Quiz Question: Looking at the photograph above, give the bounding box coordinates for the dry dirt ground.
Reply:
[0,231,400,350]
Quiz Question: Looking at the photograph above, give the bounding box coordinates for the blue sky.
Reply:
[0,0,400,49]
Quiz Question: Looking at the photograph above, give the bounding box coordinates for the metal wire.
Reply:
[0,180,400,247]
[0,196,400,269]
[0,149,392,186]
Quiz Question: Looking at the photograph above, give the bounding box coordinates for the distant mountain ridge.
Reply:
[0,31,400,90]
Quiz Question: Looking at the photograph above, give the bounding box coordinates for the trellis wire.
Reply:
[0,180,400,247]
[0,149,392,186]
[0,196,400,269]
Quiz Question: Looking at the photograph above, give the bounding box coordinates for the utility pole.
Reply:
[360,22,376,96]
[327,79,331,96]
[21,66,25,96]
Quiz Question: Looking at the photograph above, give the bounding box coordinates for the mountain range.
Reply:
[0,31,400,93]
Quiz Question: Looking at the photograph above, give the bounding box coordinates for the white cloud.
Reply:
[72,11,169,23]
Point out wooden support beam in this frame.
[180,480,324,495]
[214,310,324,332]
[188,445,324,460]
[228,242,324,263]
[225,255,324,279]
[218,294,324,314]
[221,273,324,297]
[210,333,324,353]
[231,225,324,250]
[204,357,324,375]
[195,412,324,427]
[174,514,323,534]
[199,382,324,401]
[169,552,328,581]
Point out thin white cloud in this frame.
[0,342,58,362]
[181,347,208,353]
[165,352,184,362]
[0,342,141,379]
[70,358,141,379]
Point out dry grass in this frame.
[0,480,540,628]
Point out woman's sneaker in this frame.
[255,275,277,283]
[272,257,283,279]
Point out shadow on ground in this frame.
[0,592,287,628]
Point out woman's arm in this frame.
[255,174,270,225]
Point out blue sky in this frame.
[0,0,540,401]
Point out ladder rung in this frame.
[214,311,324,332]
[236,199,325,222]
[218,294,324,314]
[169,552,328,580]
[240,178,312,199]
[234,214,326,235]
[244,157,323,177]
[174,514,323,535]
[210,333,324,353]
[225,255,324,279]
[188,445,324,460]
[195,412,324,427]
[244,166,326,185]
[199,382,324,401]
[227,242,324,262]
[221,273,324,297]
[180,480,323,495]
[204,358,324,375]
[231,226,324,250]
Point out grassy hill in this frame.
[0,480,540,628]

◆ **EXERCISE TASK**:
Convert every line of the listing above into a Markdown table with the columns No. and Line, numbering the rows in order and omitting blank lines.

◆ **IN RESPONSE**:
| No. | Line |
|---|---|
| 1 | Quiz Question: Looking at the photograph above, give the bounding box coordinates for the dry dirt ground. |
| 2 | Reply: |
| 3 | [0,231,400,350] |
| 4 | Quiz Question: Looking at the photograph above, give the bounding box coordinates for the blue sky. |
| 5 | Reply: |
| 6 | [0,0,400,49] |
| 7 | Quiz Question: Looking at the photograph above, give the bounding box coordinates for the metal wire. |
| 8 | Reply: |
| 9 | [0,180,400,247] |
| 10 | [0,196,400,269] |
| 11 | [0,149,392,186] |
| 12 | Quiz Question: Looking at the photograph above, give the bounding box coordinates for the distant mountain ridge. |
| 13 | Reply: |
| 14 | [0,31,400,90] |
| 15 | Quiz Question: Looking at the photograph above, give the bounding box coordinates for the trellis wire. |
| 16 | Reply: |
| 17 | [0,180,400,247] |
| 18 | [0,149,392,186] |
| 19 | [0,196,400,269] |
| 20 | Quiz Question: Looking at the photograph above, give the bounding box coordinates for the utility pole. |
| 21 | Reply: |
| 22 | [360,22,376,96] |
| 23 | [327,79,331,96] |
| 24 | [21,66,25,96] |
| 25 | Quiz Question: Looking at the photograph above, give the bounding box coordinates for the mountain range. |
| 26 | Reply: |
| 27 | [0,31,400,93] |
| 28 | Quiz Question: Looking at the photograph above, give the bounding box coordinates for the white cloud. |
| 29 | Reply: |
| 30 | [72,11,169,23] |
| 31 | Point out wooden support beam in this frame. |
| 32 | [180,480,324,495] |
| 33 | [214,310,324,332] |
| 34 | [188,445,324,460] |
| 35 | [228,242,324,263] |
| 36 | [225,255,324,279] |
| 37 | [218,294,324,314] |
| 38 | [221,273,324,297] |
| 39 | [210,333,324,353] |
| 40 | [231,225,324,250] |
| 41 | [204,357,324,375] |
| 42 | [195,412,324,427] |
| 43 | [174,514,323,534] |
| 44 | [199,382,324,401] |
| 45 | [169,552,328,581] |
| 46 | Point out thin white cloud in this frame. |
| 47 | [0,342,58,362] |
| 48 | [181,347,208,353] |
| 49 | [165,352,184,362] |
| 50 | [0,342,141,379] |
| 51 | [70,358,141,379] |
| 52 | Point out dry grass in this frame. |
| 53 | [0,480,540,628] |
| 54 | Point out woman's sneaker in this frame. |
| 55 | [255,275,277,283] |
| 56 | [272,257,283,279] |
| 57 | Point out shadow on ground in this frame. |
| 58 | [0,592,287,628] |
| 59 | Point out woman's arm in this frame. |
| 60 | [255,174,270,225] |
| 61 | Point out blue sky in this frame. |
| 62 | [0,0,540,401] |
| 63 | Point out ladder rung in this frame. |
| 64 | [214,311,324,332] |
| 65 | [236,199,325,222] |
| 66 | [218,294,324,314] |
| 67 | [169,552,328,580] |
| 68 | [240,178,312,199] |
| 69 | [234,214,326,235] |
| 70 | [244,157,323,177] |
| 71 | [174,514,323,535] |
| 72 | [210,333,324,353] |
| 73 | [225,255,324,279] |
| 74 | [188,445,324,460] |
| 75 | [195,412,324,427] |
| 76 | [244,166,326,185] |
| 77 | [199,382,324,401] |
| 78 | [227,242,324,262] |
| 79 | [221,273,324,297] |
| 80 | [180,480,323,495] |
| 81 | [204,358,324,375] |
| 82 | [231,226,324,250] |
| 83 | Point out grassy hill in this frame. |
| 84 | [0,480,540,628] |